--- BEGIN ---
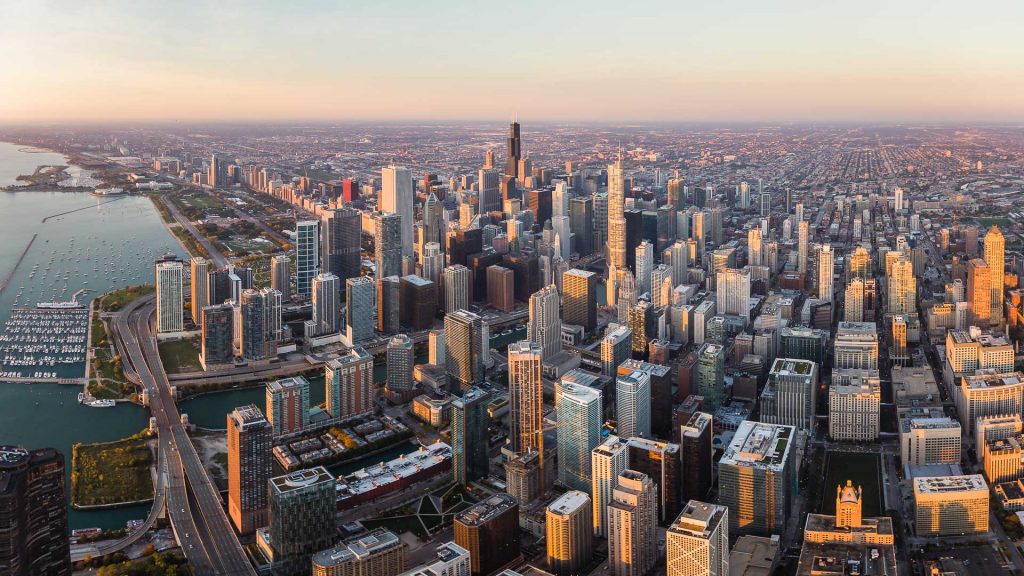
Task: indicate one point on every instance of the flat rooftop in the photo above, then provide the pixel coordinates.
(759, 445)
(948, 484)
(698, 519)
(569, 502)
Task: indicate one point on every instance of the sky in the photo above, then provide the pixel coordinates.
(690, 60)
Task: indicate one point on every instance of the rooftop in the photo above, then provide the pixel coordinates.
(759, 445)
(698, 519)
(947, 484)
(569, 502)
(487, 509)
(301, 480)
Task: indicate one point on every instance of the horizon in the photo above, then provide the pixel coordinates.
(403, 62)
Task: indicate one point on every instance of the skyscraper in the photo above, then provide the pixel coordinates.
(288, 405)
(995, 258)
(756, 478)
(545, 325)
(400, 360)
(489, 530)
(281, 276)
(170, 314)
(360, 294)
(514, 151)
(33, 512)
(396, 198)
(733, 292)
(387, 244)
(633, 405)
(697, 542)
(569, 528)
(580, 416)
(340, 243)
(632, 521)
(200, 288)
(470, 421)
(616, 216)
(607, 462)
(525, 398)
(302, 508)
(349, 381)
(457, 288)
(464, 345)
(825, 272)
(327, 316)
(306, 256)
(249, 443)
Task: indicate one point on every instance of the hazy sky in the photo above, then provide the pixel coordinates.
(627, 59)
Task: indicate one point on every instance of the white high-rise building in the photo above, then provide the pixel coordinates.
(200, 288)
(697, 542)
(607, 462)
(525, 398)
(825, 265)
(396, 198)
(616, 216)
(632, 521)
(326, 290)
(457, 286)
(633, 405)
(569, 527)
(733, 291)
(170, 300)
(580, 417)
(545, 326)
(644, 265)
(803, 240)
(306, 256)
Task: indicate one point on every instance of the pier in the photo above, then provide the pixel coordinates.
(80, 209)
(20, 258)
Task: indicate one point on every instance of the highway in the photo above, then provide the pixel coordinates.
(194, 504)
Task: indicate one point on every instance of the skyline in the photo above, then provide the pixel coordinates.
(238, 62)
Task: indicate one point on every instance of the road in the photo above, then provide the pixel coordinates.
(219, 260)
(194, 504)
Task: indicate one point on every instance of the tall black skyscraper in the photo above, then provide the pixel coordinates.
(33, 512)
(515, 150)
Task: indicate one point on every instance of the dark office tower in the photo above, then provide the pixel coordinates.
(580, 298)
(660, 394)
(527, 274)
(470, 438)
(634, 235)
(218, 335)
(249, 452)
(582, 224)
(676, 193)
(515, 151)
(464, 348)
(540, 204)
(388, 303)
(220, 286)
(341, 231)
(641, 323)
(478, 265)
(350, 190)
(659, 460)
(489, 531)
(33, 513)
(302, 508)
(697, 456)
(509, 188)
(419, 301)
(462, 243)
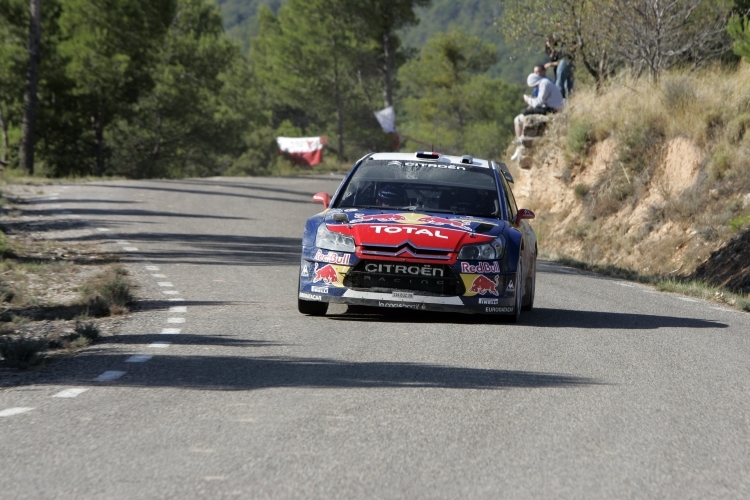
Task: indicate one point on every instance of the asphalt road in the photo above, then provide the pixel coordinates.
(607, 389)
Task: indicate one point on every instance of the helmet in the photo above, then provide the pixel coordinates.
(392, 195)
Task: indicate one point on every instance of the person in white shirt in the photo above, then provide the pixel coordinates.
(548, 99)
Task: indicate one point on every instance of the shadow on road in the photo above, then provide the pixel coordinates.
(539, 317)
(251, 373)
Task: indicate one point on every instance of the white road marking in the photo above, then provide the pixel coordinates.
(70, 393)
(139, 358)
(109, 375)
(14, 411)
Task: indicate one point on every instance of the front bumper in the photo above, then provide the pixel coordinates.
(408, 300)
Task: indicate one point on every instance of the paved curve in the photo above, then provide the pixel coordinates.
(607, 389)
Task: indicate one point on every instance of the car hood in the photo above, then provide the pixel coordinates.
(407, 231)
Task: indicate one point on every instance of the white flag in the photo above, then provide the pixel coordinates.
(387, 119)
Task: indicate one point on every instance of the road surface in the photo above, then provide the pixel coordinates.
(216, 386)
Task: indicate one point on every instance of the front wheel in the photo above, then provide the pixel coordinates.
(519, 293)
(312, 308)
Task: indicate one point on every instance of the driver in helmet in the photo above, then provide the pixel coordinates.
(392, 195)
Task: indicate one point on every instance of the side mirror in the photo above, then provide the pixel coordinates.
(323, 198)
(524, 213)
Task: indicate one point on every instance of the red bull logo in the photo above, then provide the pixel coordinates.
(327, 274)
(379, 218)
(482, 284)
(442, 221)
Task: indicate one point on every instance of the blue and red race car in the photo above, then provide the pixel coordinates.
(421, 231)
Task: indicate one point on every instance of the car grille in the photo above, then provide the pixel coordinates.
(405, 249)
(387, 276)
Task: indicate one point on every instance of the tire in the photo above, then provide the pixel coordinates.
(519, 293)
(312, 308)
(531, 287)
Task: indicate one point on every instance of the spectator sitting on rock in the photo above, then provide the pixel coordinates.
(548, 100)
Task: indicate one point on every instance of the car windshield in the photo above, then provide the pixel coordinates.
(428, 186)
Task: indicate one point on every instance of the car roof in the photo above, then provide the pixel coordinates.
(457, 160)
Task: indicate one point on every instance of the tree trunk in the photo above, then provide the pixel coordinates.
(28, 125)
(387, 71)
(4, 145)
(99, 141)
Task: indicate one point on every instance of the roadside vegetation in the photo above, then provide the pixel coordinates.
(54, 297)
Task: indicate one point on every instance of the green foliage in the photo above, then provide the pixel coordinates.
(449, 102)
(22, 352)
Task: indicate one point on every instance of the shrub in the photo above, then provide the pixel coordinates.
(22, 352)
(580, 138)
(108, 293)
(678, 93)
(581, 190)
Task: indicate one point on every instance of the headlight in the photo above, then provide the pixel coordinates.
(329, 240)
(484, 251)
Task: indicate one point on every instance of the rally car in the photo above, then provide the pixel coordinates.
(421, 231)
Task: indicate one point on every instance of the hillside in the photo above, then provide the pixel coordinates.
(651, 179)
(475, 17)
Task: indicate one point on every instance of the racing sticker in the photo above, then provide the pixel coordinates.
(333, 257)
(417, 219)
(479, 284)
(329, 274)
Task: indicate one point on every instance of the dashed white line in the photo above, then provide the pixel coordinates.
(109, 375)
(139, 358)
(70, 393)
(14, 411)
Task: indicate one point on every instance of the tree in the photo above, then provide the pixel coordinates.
(586, 29)
(28, 125)
(109, 48)
(450, 102)
(659, 34)
(182, 125)
(308, 58)
(382, 19)
(13, 59)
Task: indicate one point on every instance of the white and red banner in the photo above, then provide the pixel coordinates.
(303, 150)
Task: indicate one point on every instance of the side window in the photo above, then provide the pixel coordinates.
(510, 201)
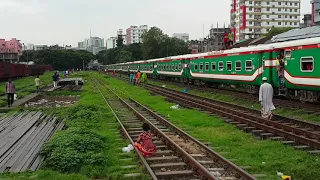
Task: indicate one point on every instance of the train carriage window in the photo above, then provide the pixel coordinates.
(249, 65)
(306, 64)
(207, 66)
(229, 66)
(213, 66)
(220, 66)
(238, 66)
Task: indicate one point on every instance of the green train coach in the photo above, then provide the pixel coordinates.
(243, 67)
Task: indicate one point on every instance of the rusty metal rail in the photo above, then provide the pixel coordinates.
(275, 129)
(207, 166)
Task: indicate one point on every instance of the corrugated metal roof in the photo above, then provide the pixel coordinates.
(295, 34)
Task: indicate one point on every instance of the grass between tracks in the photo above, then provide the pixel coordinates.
(264, 156)
(287, 112)
(90, 146)
(25, 86)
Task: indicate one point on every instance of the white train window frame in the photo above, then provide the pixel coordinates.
(201, 66)
(220, 66)
(249, 68)
(195, 66)
(238, 68)
(215, 66)
(206, 66)
(311, 59)
(229, 63)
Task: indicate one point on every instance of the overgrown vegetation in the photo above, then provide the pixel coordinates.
(25, 86)
(263, 156)
(89, 147)
(297, 114)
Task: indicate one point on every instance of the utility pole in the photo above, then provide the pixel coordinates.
(83, 65)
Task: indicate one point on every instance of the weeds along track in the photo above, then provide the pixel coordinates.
(300, 134)
(312, 108)
(178, 156)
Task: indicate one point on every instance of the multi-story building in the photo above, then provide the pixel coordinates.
(40, 47)
(123, 36)
(182, 36)
(27, 47)
(134, 34)
(10, 50)
(93, 44)
(307, 21)
(111, 42)
(252, 18)
(315, 12)
(216, 40)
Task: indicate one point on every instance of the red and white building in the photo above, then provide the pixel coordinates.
(134, 34)
(252, 18)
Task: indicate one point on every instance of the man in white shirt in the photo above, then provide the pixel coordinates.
(265, 98)
(37, 81)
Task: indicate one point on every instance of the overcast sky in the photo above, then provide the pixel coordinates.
(69, 21)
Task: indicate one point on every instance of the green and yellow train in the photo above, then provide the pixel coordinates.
(243, 67)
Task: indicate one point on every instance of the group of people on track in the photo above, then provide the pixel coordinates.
(137, 77)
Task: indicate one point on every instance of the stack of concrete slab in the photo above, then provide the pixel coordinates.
(21, 138)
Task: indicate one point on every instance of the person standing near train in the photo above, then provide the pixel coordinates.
(10, 91)
(265, 98)
(37, 81)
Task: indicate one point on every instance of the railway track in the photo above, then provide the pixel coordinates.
(179, 156)
(302, 135)
(312, 108)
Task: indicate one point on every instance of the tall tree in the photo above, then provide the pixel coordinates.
(119, 41)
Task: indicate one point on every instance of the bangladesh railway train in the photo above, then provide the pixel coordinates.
(15, 70)
(242, 67)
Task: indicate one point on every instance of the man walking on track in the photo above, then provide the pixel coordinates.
(10, 90)
(37, 81)
(265, 98)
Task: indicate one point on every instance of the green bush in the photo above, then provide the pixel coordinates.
(74, 148)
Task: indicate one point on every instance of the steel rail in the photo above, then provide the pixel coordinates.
(142, 159)
(262, 123)
(210, 152)
(193, 162)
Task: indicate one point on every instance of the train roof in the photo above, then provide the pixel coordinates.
--- END ---
Job =>
Starting at the line that contains "Task: indicate one point on every instance of the red and", quote each remaining line of the entries above, unchanged.

Response to this task =>
Task: indicate one point on every instance of the red and white building in the photo above, then provide the pixel coordinates.
(134, 34)
(252, 18)
Task: indicate one point on every instance of the man in white shirt in the photo above, then provide the pixel coordinates.
(265, 98)
(37, 81)
Task: indicate one point on every instance of the overcast sky in the photo above, then provide the pixel coordinates.
(69, 21)
Task: indicate one point on every instance of the green and yellow train in the photo above, then provide the pixel coordinates.
(243, 67)
Task: indicate one point on every instance of the group of people on track in the photo above, then provide the pixel coordinates.
(137, 77)
Task: indicate one point on every instance of the stack of concrete slab in the photo above, then provide the pixel coordinates.
(21, 138)
Task: indicate one point on every instance of the person standing near train in the photo above, then provide the pixel coordinates.
(10, 91)
(265, 98)
(37, 81)
Task: indicate one point on every instance of the railway track in the photo above, then provide the pixel coordinates.
(179, 156)
(302, 135)
(312, 108)
Task: indicate one point on every instance of the tall tree in the photo above, then provide the pixel coordinates.
(119, 41)
Task: indicate one point on every instance of the bangladesh railway train in the photo above, then provide the pixel coordinates.
(15, 70)
(242, 67)
Task: indicate one point on every instance of the man walking on track in the photo above, then provide the pixel coordinates.
(10, 90)
(37, 81)
(265, 98)
Task: indicate one point on every instance of the green bush in the photo above, then provide the pixel coordinates.
(74, 148)
Task: indicate one point on every instance of the steel rail in the photo above, then provide the pixel coordinates.
(142, 159)
(262, 123)
(210, 152)
(193, 162)
Task: indicate one point on every instance of the train roof in the photo above, then provide the pixel coordinates.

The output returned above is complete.